# Problem requirements
Copy out exactly each line from the line with "[indicate] the plush" through the last line of the material below.

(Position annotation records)
************

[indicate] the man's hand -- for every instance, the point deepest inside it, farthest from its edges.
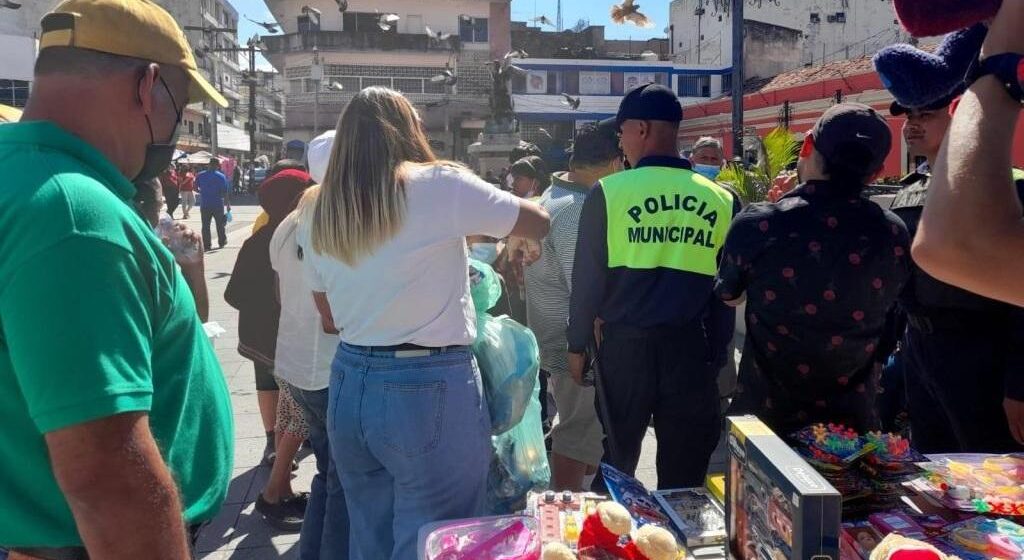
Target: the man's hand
(578, 362)
(519, 253)
(324, 309)
(1015, 418)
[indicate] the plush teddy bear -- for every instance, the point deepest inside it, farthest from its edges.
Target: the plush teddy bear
(652, 543)
(919, 79)
(931, 17)
(603, 528)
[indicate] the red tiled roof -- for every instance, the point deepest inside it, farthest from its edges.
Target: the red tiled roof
(810, 75)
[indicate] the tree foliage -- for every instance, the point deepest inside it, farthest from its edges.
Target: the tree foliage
(776, 152)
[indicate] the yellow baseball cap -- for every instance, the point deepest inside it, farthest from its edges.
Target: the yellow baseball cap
(138, 29)
(9, 114)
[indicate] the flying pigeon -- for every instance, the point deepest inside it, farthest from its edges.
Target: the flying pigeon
(387, 20)
(446, 77)
(269, 27)
(543, 19)
(517, 53)
(439, 36)
(630, 11)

************

# Output of the exercise
[indicate] the plush teddy bear -- for every instance, the point deepest inside it, farthest from its edges.
Target: the plush teddy bear
(652, 543)
(919, 79)
(931, 17)
(603, 528)
[indicate] the red tiled roof -- for every instance, the point deepest inside it, farthest from its edges.
Target: the red tiled roof
(810, 75)
[indicate] the tree foliage -- for every instance, the point deepest inside it, farthest from its edges.
Target: the tree foliage
(776, 152)
[indicate] the yellow baseball cap -- for every instance, the point deepest inside it, farthest from its edges.
Target: the yellow baseball cap
(138, 29)
(9, 114)
[indicate] the flying pigeon -- for every instance, the point deepest inside it, farthest from its edges.
Target: the flying pigeon
(387, 20)
(446, 77)
(269, 27)
(543, 19)
(517, 53)
(439, 36)
(630, 11)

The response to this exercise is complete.